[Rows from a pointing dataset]
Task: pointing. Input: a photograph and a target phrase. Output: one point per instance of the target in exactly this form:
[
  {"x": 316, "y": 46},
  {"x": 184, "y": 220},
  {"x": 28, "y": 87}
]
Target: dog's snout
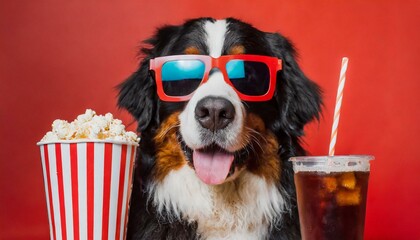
[{"x": 214, "y": 113}]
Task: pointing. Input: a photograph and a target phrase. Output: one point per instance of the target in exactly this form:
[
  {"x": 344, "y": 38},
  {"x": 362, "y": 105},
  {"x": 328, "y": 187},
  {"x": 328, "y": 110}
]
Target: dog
[{"x": 220, "y": 107}]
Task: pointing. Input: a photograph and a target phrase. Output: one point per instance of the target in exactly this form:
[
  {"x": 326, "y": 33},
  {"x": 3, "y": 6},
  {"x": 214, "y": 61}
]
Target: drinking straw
[{"x": 338, "y": 101}]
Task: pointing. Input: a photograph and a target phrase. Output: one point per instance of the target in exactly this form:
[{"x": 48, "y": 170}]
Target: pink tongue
[{"x": 212, "y": 167}]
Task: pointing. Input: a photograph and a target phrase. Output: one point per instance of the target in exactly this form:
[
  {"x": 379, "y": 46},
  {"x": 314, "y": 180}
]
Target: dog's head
[{"x": 220, "y": 96}]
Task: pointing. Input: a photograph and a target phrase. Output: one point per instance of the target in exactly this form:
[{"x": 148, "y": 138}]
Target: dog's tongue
[{"x": 212, "y": 167}]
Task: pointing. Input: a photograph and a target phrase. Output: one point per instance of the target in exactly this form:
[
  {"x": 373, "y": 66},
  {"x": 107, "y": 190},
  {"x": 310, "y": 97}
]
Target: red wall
[{"x": 58, "y": 59}]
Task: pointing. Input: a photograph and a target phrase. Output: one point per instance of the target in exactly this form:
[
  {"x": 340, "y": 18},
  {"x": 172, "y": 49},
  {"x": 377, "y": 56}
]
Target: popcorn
[{"x": 91, "y": 127}]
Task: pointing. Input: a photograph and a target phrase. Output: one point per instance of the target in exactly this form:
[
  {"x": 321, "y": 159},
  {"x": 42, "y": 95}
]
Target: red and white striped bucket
[{"x": 88, "y": 188}]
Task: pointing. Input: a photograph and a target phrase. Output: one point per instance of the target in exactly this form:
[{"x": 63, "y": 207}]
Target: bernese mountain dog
[{"x": 220, "y": 107}]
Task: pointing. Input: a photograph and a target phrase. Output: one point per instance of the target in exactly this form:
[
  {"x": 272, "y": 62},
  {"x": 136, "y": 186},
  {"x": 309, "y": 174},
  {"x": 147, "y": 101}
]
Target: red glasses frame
[{"x": 274, "y": 64}]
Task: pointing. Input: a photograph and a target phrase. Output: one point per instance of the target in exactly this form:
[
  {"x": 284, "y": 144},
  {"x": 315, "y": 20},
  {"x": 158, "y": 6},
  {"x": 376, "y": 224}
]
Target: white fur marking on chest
[{"x": 242, "y": 209}]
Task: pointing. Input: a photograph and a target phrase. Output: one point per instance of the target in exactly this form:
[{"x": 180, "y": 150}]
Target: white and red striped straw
[
  {"x": 338, "y": 101},
  {"x": 88, "y": 188}
]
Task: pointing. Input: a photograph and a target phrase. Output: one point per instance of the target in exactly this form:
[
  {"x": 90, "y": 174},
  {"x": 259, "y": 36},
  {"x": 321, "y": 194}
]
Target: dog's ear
[
  {"x": 138, "y": 93},
  {"x": 299, "y": 98}
]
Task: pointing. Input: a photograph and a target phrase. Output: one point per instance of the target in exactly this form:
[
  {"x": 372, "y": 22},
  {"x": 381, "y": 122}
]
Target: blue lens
[
  {"x": 249, "y": 77},
  {"x": 182, "y": 77},
  {"x": 235, "y": 69},
  {"x": 183, "y": 70}
]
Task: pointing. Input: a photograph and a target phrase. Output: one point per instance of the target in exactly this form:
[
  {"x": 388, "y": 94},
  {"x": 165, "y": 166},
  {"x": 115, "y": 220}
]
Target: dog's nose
[{"x": 214, "y": 113}]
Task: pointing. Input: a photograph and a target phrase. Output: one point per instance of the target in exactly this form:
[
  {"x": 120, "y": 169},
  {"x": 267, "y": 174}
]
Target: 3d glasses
[{"x": 253, "y": 77}]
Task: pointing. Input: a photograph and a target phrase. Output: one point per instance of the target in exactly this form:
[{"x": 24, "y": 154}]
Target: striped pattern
[
  {"x": 338, "y": 101},
  {"x": 87, "y": 188}
]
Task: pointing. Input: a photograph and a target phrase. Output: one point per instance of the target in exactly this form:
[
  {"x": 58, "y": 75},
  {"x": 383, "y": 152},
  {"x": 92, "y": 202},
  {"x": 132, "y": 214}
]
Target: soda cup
[
  {"x": 88, "y": 187},
  {"x": 331, "y": 195}
]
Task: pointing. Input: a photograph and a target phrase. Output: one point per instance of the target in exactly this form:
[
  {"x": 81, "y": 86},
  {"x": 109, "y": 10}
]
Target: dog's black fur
[{"x": 296, "y": 102}]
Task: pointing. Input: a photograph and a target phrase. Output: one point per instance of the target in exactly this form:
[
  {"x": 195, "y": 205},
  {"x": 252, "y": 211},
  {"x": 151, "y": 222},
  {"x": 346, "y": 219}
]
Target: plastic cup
[
  {"x": 88, "y": 187},
  {"x": 331, "y": 195}
]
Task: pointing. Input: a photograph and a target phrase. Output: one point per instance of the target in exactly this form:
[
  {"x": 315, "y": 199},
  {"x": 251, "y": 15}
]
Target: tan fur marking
[
  {"x": 192, "y": 50},
  {"x": 169, "y": 155},
  {"x": 238, "y": 49},
  {"x": 265, "y": 162}
]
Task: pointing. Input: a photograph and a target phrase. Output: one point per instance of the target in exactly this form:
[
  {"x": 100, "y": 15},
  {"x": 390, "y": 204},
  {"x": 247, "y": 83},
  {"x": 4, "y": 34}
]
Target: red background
[{"x": 58, "y": 58}]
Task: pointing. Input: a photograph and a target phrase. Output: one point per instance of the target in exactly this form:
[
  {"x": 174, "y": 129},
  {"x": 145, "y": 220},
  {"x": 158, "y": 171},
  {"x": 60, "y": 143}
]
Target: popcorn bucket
[{"x": 88, "y": 187}]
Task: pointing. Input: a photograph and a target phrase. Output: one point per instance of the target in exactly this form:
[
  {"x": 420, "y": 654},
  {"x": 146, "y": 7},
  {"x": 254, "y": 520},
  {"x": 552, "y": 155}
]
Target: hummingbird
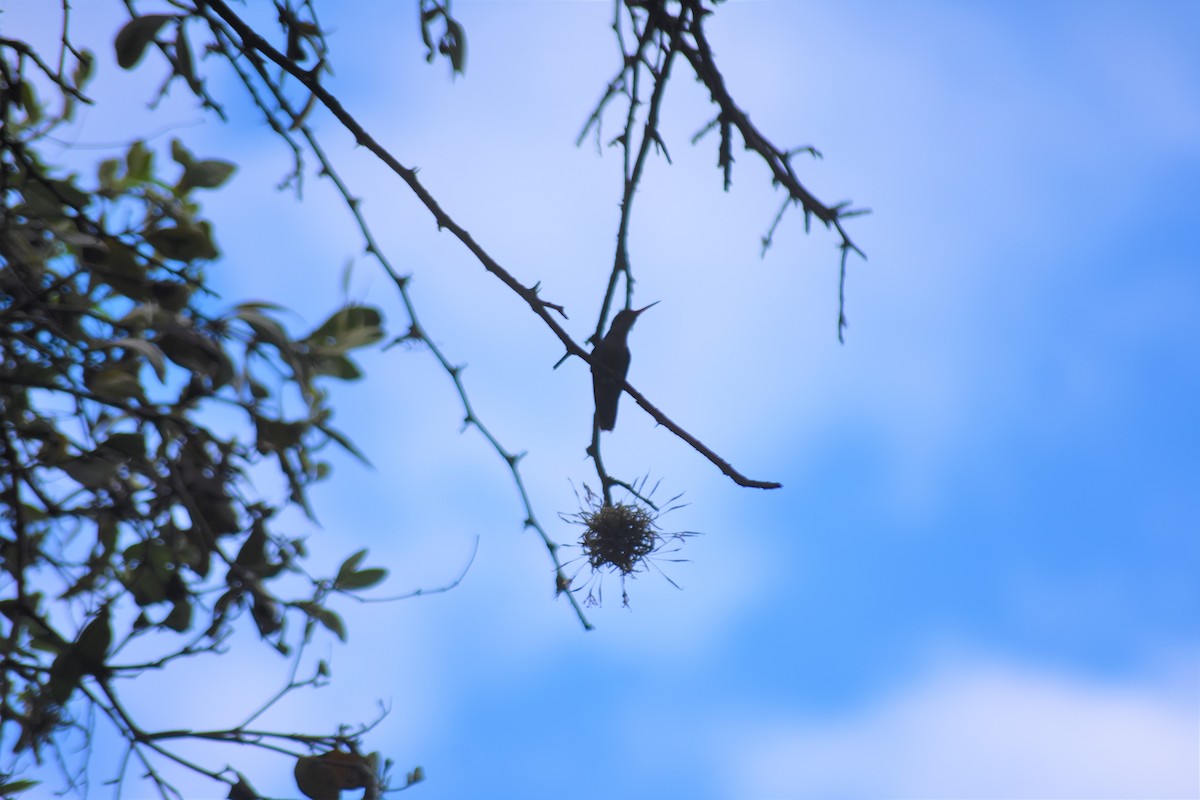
[{"x": 610, "y": 364}]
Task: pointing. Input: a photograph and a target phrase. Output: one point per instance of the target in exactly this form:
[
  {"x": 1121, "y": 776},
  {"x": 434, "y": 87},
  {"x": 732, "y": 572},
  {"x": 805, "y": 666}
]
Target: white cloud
[{"x": 979, "y": 729}]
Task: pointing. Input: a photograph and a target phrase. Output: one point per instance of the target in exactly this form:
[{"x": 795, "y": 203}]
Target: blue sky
[{"x": 978, "y": 579}]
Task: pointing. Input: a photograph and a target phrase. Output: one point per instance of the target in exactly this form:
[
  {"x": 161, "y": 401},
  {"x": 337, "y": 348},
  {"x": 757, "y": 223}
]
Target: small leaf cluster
[{"x": 133, "y": 409}]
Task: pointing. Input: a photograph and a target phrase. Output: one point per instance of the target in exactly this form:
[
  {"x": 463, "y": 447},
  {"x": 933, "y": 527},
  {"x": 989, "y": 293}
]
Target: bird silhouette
[{"x": 610, "y": 364}]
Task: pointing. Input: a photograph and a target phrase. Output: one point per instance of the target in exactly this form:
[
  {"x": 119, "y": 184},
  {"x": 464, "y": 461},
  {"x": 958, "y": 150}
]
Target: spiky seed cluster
[{"x": 618, "y": 536}]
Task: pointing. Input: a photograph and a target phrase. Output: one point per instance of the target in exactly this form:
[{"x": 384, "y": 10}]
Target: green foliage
[{"x": 133, "y": 409}]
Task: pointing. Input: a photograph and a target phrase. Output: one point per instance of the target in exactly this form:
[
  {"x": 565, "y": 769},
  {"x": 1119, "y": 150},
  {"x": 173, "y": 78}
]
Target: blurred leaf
[
  {"x": 139, "y": 162},
  {"x": 136, "y": 36},
  {"x": 351, "y": 565},
  {"x": 181, "y": 155},
  {"x": 267, "y": 614},
  {"x": 456, "y": 44},
  {"x": 337, "y": 366},
  {"x": 151, "y": 353},
  {"x": 243, "y": 791},
  {"x": 349, "y": 328},
  {"x": 115, "y": 383},
  {"x": 327, "y": 618},
  {"x": 180, "y": 617},
  {"x": 184, "y": 242},
  {"x": 340, "y": 438},
  {"x": 315, "y": 780},
  {"x": 13, "y": 788},
  {"x": 184, "y": 64},
  {"x": 275, "y": 435},
  {"x": 209, "y": 173},
  {"x": 131, "y": 445},
  {"x": 196, "y": 353},
  {"x": 94, "y": 641},
  {"x": 360, "y": 579},
  {"x": 90, "y": 471}
]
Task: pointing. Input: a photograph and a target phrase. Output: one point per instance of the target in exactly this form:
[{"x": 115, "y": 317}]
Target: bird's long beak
[{"x": 651, "y": 306}]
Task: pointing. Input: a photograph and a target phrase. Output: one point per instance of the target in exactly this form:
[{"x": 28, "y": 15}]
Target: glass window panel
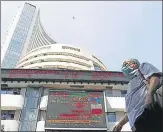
[
  {"x": 123, "y": 93},
  {"x": 33, "y": 92},
  {"x": 28, "y": 126},
  {"x": 29, "y": 114},
  {"x": 112, "y": 117},
  {"x": 31, "y": 102},
  {"x": 109, "y": 93}
]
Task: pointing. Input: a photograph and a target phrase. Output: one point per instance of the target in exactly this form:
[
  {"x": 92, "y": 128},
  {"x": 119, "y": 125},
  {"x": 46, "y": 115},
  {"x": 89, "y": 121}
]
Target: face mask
[{"x": 127, "y": 70}]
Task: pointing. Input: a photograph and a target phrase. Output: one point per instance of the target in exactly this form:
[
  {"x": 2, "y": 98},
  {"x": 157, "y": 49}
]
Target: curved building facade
[
  {"x": 25, "y": 34},
  {"x": 27, "y": 103},
  {"x": 60, "y": 56}
]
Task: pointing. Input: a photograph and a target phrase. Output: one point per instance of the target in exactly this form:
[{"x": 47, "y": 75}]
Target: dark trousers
[{"x": 151, "y": 120}]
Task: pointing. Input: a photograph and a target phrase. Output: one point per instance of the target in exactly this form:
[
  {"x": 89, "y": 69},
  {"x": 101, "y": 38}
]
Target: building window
[
  {"x": 96, "y": 67},
  {"x": 7, "y": 114},
  {"x": 15, "y": 91},
  {"x": 111, "y": 117},
  {"x": 123, "y": 93},
  {"x": 109, "y": 93}
]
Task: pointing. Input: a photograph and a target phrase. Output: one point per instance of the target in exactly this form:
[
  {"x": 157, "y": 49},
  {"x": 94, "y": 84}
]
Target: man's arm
[
  {"x": 124, "y": 120},
  {"x": 152, "y": 87},
  {"x": 153, "y": 83}
]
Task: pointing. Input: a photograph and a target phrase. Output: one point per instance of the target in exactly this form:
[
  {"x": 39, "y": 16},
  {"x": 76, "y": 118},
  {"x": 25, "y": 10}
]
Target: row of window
[
  {"x": 56, "y": 53},
  {"x": 15, "y": 91},
  {"x": 30, "y": 114},
  {"x": 97, "y": 59},
  {"x": 71, "y": 48},
  {"x": 7, "y": 114},
  {"x": 109, "y": 93},
  {"x": 57, "y": 60}
]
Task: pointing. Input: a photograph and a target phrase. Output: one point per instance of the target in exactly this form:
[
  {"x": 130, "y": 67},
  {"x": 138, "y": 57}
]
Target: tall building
[
  {"x": 23, "y": 35},
  {"x": 54, "y": 100},
  {"x": 56, "y": 86}
]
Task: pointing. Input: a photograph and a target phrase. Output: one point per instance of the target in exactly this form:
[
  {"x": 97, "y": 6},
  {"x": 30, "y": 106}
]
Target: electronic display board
[
  {"x": 75, "y": 109},
  {"x": 63, "y": 75}
]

■ GOAL OF THE EXERCISE ■
Which lines in the listing above contain the word "white"? Copy each of them out, matching case exactly.

■ RESULT FOR THIS TASK ■
Target: red and white striped bucket
Target: white fur marking on chest
Target: white and red striped straw
Target: white cloud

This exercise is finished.